Given exercise:
Reproduce only the lines that run from the line with "label the man's face, a point per instance." to the last line of the material, both ends included, exactly as they appear.

------ Record excerpts

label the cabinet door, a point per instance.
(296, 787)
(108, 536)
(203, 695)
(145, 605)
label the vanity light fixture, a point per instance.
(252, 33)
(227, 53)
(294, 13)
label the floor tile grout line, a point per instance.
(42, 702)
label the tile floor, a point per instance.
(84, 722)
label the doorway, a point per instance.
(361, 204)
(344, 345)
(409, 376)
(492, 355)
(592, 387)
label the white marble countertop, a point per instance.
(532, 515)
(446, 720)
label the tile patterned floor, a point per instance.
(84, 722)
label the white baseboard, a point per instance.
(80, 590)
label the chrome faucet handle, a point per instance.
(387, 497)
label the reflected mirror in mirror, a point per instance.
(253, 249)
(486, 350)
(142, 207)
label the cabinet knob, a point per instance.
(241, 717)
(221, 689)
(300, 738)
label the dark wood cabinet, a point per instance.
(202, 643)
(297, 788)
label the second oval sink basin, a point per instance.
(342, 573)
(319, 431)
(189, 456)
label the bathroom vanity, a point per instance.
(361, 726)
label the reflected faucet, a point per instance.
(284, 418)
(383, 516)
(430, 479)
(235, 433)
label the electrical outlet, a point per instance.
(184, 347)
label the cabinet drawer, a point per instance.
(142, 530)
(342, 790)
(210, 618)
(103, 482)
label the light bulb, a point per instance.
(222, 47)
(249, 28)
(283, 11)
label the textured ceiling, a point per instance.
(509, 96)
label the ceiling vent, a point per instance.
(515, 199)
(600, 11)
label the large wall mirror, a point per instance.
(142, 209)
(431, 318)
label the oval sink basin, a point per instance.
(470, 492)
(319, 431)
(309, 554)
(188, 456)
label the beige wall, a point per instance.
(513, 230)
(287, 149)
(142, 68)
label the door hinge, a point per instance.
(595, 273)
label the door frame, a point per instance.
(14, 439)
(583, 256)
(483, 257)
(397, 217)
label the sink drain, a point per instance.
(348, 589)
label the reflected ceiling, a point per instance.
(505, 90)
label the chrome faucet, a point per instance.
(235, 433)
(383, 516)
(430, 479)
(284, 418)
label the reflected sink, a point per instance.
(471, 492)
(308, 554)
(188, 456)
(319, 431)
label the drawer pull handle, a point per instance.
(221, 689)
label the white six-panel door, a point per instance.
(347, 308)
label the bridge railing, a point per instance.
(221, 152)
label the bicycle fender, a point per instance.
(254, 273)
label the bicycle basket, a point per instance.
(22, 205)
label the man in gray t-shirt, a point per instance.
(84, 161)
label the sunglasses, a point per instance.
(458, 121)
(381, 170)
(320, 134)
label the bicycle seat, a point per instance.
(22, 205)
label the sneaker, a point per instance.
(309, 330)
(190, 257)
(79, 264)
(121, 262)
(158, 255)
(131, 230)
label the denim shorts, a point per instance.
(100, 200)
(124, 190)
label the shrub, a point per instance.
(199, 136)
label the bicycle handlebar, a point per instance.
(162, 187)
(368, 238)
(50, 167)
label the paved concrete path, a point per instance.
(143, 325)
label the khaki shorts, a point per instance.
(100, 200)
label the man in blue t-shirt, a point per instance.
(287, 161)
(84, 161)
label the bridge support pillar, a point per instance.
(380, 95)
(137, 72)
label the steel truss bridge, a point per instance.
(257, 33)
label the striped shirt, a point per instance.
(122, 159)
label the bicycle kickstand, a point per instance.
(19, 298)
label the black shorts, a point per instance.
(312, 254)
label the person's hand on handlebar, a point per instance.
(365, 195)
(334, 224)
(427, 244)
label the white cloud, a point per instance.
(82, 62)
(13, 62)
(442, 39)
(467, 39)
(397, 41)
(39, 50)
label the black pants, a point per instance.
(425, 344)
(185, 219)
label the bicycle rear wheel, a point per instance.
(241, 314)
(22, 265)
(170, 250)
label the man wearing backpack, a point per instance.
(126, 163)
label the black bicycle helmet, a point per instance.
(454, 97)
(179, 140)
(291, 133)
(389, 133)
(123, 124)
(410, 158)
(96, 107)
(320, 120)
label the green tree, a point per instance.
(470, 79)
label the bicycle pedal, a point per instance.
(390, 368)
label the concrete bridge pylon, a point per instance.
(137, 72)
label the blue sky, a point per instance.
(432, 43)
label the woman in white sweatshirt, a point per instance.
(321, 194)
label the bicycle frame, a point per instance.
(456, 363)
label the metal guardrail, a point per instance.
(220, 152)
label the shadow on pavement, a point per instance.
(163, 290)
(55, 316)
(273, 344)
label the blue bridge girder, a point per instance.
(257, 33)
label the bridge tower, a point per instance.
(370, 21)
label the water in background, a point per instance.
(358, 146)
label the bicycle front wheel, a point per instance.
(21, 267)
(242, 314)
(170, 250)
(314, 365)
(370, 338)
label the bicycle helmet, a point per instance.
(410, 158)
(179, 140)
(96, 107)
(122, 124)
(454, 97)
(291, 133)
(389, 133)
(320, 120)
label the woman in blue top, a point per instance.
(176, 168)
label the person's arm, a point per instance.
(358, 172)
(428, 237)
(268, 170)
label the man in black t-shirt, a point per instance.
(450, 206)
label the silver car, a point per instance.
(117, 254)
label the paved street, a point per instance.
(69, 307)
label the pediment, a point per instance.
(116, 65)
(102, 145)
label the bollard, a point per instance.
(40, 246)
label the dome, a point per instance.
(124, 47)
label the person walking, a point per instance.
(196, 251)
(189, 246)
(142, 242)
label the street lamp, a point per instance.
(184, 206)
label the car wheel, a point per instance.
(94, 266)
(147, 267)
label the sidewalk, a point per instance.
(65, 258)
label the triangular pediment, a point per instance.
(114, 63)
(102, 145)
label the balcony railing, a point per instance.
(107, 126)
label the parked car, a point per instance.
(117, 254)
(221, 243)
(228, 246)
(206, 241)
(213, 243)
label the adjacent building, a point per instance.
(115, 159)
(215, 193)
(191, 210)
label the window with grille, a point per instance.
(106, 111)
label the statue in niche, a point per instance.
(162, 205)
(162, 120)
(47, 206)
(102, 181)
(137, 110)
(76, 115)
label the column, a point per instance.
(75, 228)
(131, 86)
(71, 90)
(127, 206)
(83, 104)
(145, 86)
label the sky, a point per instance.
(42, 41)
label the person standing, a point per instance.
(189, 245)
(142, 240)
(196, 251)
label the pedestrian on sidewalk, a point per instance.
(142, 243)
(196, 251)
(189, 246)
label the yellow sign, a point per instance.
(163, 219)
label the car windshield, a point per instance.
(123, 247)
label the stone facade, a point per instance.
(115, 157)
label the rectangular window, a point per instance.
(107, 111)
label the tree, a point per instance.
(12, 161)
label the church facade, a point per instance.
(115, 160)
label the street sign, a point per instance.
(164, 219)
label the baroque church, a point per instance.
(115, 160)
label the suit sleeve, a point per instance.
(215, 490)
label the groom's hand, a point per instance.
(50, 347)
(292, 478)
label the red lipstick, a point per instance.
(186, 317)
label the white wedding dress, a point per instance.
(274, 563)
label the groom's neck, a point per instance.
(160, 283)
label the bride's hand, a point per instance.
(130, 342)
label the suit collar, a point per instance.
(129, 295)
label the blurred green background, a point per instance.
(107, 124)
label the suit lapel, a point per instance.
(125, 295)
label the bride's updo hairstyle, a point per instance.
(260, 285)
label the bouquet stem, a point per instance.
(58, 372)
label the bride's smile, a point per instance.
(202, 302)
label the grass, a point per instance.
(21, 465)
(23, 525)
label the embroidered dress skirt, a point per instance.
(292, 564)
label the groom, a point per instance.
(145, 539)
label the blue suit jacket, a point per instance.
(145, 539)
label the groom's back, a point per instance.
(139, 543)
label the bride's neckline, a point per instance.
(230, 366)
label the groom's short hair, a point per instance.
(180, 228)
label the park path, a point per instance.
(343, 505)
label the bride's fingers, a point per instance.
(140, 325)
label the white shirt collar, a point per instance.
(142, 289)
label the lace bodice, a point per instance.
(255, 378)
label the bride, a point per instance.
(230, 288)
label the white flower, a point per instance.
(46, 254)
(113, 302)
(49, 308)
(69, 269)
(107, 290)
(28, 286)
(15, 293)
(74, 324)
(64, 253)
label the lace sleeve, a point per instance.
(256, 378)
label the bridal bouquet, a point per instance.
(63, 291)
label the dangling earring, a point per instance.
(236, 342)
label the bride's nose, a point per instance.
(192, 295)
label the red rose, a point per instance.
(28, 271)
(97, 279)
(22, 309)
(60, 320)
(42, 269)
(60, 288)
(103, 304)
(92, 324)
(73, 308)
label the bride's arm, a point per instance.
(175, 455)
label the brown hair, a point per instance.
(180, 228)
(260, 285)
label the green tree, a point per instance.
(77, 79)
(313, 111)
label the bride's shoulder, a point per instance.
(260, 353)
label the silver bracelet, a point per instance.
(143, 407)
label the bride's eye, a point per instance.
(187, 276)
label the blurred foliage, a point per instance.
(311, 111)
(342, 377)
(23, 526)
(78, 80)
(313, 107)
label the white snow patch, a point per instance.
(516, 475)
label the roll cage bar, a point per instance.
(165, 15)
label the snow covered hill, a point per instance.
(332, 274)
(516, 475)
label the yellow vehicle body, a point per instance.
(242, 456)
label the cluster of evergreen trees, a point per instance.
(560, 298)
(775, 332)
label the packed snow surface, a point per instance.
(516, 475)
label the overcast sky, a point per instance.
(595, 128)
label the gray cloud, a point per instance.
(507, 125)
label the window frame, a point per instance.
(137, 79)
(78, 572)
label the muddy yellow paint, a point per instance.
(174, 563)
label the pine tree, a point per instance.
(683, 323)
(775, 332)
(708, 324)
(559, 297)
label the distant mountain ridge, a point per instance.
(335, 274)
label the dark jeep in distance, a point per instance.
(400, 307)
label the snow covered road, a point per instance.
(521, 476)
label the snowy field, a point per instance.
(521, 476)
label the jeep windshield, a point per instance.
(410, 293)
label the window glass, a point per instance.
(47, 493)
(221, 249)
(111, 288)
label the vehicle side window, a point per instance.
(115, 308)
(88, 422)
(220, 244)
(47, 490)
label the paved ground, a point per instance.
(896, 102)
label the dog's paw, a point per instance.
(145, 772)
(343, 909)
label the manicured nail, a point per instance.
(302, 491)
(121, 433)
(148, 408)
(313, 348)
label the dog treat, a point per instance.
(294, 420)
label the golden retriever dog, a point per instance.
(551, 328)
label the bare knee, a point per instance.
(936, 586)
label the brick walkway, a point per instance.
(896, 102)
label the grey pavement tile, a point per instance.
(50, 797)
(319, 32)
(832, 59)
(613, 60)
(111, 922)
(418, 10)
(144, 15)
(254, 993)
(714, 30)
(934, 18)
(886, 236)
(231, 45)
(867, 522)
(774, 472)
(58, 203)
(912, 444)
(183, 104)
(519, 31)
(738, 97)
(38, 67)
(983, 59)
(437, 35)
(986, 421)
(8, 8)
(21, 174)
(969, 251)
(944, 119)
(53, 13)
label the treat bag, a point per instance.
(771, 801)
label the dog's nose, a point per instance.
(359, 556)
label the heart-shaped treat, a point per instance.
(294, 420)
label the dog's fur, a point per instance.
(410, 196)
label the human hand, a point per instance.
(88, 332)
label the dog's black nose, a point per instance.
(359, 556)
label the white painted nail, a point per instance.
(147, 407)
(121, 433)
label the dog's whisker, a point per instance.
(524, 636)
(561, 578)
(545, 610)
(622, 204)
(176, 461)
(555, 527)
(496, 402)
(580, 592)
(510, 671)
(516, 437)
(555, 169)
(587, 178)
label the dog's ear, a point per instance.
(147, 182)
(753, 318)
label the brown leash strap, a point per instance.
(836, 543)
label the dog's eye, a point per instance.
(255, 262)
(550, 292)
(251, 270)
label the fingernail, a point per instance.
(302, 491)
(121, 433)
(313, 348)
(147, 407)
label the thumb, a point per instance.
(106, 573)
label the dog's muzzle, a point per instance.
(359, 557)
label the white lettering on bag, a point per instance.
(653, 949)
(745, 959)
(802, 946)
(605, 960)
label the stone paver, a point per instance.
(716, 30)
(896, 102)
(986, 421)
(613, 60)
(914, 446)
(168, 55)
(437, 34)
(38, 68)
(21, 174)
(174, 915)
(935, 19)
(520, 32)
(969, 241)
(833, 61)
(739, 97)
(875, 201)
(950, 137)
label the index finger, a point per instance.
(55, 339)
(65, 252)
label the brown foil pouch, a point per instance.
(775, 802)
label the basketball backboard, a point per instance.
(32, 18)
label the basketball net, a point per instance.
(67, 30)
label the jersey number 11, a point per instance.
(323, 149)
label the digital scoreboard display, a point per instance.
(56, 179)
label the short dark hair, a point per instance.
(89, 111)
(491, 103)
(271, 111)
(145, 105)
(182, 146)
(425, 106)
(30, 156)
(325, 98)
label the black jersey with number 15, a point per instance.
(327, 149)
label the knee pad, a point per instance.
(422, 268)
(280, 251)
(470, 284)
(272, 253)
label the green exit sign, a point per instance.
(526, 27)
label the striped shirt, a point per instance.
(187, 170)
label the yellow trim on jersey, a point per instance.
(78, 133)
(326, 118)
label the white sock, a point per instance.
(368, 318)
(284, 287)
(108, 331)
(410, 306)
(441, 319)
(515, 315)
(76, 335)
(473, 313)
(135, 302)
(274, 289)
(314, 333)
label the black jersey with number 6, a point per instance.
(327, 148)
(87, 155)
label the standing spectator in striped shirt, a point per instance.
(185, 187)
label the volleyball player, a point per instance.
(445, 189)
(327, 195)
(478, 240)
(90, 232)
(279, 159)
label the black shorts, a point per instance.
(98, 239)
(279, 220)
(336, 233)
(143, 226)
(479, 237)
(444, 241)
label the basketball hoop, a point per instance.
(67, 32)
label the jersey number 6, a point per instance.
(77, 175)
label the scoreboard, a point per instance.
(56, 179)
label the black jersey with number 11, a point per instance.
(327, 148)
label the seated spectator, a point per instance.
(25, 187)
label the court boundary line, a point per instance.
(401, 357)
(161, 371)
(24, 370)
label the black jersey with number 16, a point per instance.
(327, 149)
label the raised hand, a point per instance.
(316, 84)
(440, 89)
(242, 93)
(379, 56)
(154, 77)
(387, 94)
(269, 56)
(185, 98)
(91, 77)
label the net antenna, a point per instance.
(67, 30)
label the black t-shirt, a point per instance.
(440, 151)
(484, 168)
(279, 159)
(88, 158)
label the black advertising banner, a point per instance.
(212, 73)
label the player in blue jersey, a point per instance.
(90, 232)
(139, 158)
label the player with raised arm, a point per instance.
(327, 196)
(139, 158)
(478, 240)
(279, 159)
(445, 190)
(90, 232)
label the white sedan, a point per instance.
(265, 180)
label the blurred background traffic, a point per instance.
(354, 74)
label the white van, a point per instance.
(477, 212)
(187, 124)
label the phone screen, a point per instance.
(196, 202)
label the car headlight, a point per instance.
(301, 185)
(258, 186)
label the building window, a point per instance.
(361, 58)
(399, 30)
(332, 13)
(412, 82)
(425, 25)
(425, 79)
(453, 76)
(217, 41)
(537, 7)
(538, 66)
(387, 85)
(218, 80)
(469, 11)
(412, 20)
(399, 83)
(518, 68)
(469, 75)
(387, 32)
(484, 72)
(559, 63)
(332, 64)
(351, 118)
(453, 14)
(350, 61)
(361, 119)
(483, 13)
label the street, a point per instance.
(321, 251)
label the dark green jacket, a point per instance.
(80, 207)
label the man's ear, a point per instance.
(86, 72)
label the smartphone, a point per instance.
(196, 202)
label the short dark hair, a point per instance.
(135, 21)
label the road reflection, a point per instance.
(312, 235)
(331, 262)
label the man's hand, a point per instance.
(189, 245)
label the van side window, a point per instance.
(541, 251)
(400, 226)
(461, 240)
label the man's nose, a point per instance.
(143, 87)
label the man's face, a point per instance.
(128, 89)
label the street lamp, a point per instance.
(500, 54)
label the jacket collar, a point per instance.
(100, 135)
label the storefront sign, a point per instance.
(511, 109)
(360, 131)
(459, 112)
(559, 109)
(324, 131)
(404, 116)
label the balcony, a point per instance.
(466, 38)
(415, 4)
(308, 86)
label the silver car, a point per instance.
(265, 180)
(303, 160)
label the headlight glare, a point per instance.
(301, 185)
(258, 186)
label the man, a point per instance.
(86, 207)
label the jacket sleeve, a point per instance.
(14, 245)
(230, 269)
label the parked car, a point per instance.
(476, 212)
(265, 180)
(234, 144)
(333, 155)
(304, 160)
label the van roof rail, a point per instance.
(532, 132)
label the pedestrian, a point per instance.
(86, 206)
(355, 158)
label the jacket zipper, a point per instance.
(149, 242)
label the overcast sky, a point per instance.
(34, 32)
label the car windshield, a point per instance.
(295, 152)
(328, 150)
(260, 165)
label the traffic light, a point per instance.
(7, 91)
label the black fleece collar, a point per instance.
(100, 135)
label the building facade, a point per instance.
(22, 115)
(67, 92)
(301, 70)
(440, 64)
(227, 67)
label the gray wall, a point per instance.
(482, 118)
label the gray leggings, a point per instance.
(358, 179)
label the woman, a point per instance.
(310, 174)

------------

Worked solution:
label the man's face, a point per instance.
(128, 89)
label the street lamp, a point per instance.
(500, 54)
label the jacket collar, a point per instance.
(100, 135)
label the storefront sign, a point per instance.
(511, 109)
(360, 131)
(459, 112)
(559, 109)
(324, 131)
(404, 116)
label the balcony, a point per instance.
(466, 38)
(415, 4)
(308, 86)
label the silver car, a point per instance.
(265, 180)
(303, 160)
label the headlight glare, a point per instance.
(301, 185)
(258, 186)
label the man, a point per instance.
(86, 207)
label the jacket sleeve, a point per instance.
(14, 245)
(230, 269)
label the parked car, a point per instance.
(476, 212)
(265, 180)
(234, 144)
(333, 155)
(304, 160)
label the van roof rail, a point per instance.
(532, 132)
label the pedestrian, a point per instance.
(86, 206)
(355, 158)
label the jacket zipper, a point per instance.
(149, 242)
label the overcast sky, a point per instance.
(34, 32)
label the car windshield, a point per instance.
(295, 152)
(328, 150)
(260, 165)
label the traffic light, a point per instance.
(7, 91)
label the black fleece collar, a point per instance.
(100, 135)
label the building facade, a point per instance.
(22, 115)
(67, 92)
(301, 70)
(440, 64)
(227, 67)
label the gray wall, a point per instance.
(482, 118)
label the gray leggings, a point per instance.
(358, 179)
label the woman, a point per instance.
(310, 174)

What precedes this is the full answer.